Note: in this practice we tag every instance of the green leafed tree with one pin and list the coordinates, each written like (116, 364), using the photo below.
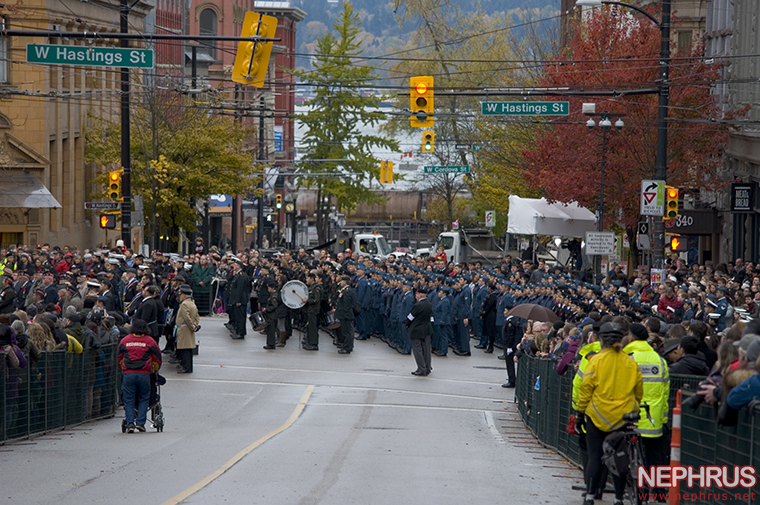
(180, 154)
(333, 124)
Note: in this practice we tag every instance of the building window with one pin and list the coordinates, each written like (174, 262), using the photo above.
(208, 23)
(684, 41)
(3, 54)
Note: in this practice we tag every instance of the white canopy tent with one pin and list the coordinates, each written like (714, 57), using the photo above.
(533, 216)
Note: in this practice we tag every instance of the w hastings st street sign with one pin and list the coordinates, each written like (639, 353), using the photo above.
(91, 56)
(525, 108)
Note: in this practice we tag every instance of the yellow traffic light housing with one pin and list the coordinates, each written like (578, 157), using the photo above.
(678, 243)
(252, 58)
(421, 101)
(671, 203)
(108, 221)
(428, 141)
(383, 173)
(114, 185)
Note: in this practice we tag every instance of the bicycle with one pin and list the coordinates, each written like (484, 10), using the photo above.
(626, 450)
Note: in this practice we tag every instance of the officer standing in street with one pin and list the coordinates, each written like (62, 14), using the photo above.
(273, 301)
(344, 312)
(238, 300)
(313, 303)
(186, 322)
(420, 328)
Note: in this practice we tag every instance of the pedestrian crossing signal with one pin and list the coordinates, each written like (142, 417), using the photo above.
(108, 221)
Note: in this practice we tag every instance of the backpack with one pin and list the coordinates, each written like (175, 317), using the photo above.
(615, 455)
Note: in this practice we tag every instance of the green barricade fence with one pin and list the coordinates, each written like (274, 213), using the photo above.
(61, 389)
(544, 401)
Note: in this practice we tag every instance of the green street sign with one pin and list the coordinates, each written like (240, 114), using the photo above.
(525, 108)
(447, 169)
(91, 56)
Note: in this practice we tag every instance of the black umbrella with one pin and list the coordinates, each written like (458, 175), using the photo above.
(533, 312)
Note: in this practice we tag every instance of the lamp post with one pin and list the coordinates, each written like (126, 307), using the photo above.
(663, 84)
(605, 124)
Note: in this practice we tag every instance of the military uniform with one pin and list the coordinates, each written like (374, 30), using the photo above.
(344, 312)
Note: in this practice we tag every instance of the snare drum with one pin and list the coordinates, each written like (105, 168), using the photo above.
(259, 321)
(331, 322)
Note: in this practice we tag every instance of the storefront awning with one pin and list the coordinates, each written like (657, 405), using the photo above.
(24, 190)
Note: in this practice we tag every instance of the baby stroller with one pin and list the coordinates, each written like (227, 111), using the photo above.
(154, 404)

######

■ Short task
Quote each line of the listing exactly, but leave the pictures out.

■ Expected answer
Note: in this practice we tag every instance of the green leafed tree with one pin and list the coordinates, each written like (116, 364), using the photo below.
(180, 154)
(333, 124)
Note: in this practice we tag every instance of the building window with one pin and list the coordinates, each written like (174, 262), using the photo above.
(208, 23)
(684, 41)
(3, 54)
Note: in this practice we tag every instance of the white canopy tent with one pin and list the coordinates, each written like (714, 57), using the photo above.
(533, 216)
Note: in this practice we tag every instance of the w hastings st street sign with one pin and list the coordinates, each written like (639, 353), using the photo above.
(91, 56)
(525, 108)
Note: in this practice we tag every instance of the yellow traffic light housing with one pin and list the coordinates, each written like (578, 157), using the photo above.
(678, 243)
(252, 58)
(421, 101)
(671, 203)
(108, 221)
(428, 141)
(383, 173)
(114, 185)
Note: in this practice we tag every instance of the bicycle with one pin and list the coordinates, each written like (484, 10), using the photo above.
(626, 450)
Note: in this practice we tag every instance of the officer standing in street with one pin and list the coordinates, each written like (62, 14), using the photo above.
(273, 301)
(344, 312)
(238, 300)
(313, 303)
(186, 322)
(420, 328)
Note: in this practice we tag every instance of the pedestrian crossing signal with one pin and list the coordinates, each written like (142, 417), using the photo above.
(108, 221)
Note: in this practice we tag every instance of the backpack with one pin and list the coordinates, each written like (175, 317), using the photo above.
(615, 455)
Note: in this practice we tag every instance of the green barricade fence with one pin and list the coordinates, each written like (274, 213), using the photo above.
(61, 389)
(544, 401)
Note: in this practice we tag every instance of the green street sign with one pin and list the coordinates, each written like (240, 114), using the photo above.
(525, 108)
(447, 169)
(91, 56)
Note: in this practice we tag every instance of the black umbrella with one pin and list the coordinates, each written like (458, 175), using the photo above.
(533, 312)
Note: in this practice we tag every instance of the lamp post with one pin and list the coordinates, each written like (126, 307), using the photo above.
(663, 84)
(605, 124)
Note: in this practice we tag every instance of the military uniform with one pin and list the coordinates, each written like (374, 30), using the photo above.
(344, 312)
Note: in this practice we tag every instance of the snare drum with one pin and list the coordinates, each written like (105, 168), using the photo above.
(259, 321)
(331, 322)
Note: in this practice we tag every instance of the storefront awning with one pin and list the coordinates, each written like (657, 405), using the photo above.
(24, 190)
Note: in this practice we tag every instance of the baby stroller with one pin and list the coordinates, each written like (227, 111), using the photo above.
(154, 404)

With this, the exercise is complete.